### Exercise requirements
Filter the material below down to the lines containing the word "instance".

### Material provided
★ ★ ★ ★ ★ ★ ★
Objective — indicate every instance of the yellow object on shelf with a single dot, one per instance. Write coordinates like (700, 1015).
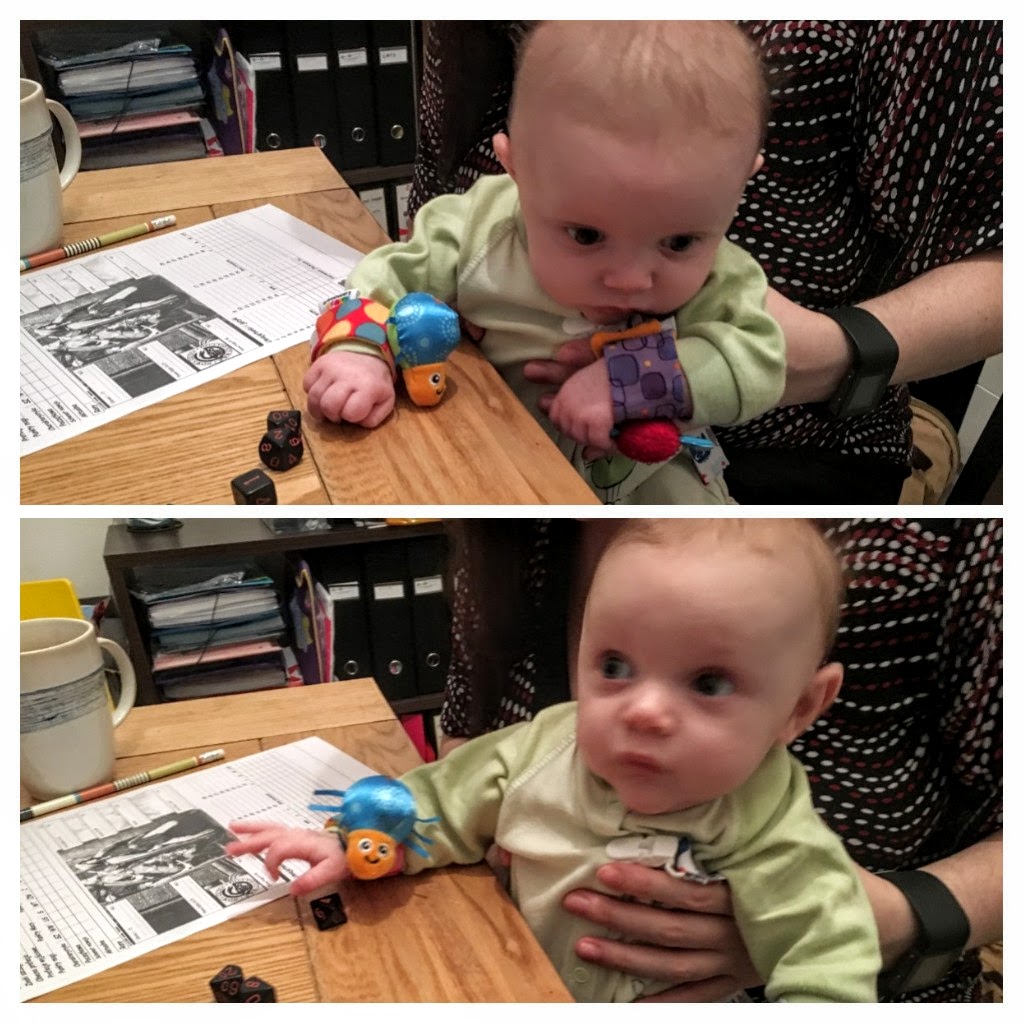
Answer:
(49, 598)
★ ★ ★ ★ ★ ★ ★
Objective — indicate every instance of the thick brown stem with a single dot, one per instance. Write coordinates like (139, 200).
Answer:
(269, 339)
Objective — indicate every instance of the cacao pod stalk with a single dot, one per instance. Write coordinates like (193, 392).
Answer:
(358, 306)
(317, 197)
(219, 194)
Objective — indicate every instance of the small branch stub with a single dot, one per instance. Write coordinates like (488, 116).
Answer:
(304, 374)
★ ★ ★ ★ ★ ★ ★
### Response
Objective — indicate every instance of the yellow object on shelf with a single dot, one per instance. Write coordinates like (700, 1015).
Objective — indicate every instance of the thick brown stem with a single dot, one per instance. Write coordinates like (139, 200).
Objective — indicate every instance of the cacao pod stalk with a single dot, one per instance. Write coordinates like (193, 392).
Objective — indicate every instance of the small branch stub with a single dot, one per instance. Write coordinates like (488, 116).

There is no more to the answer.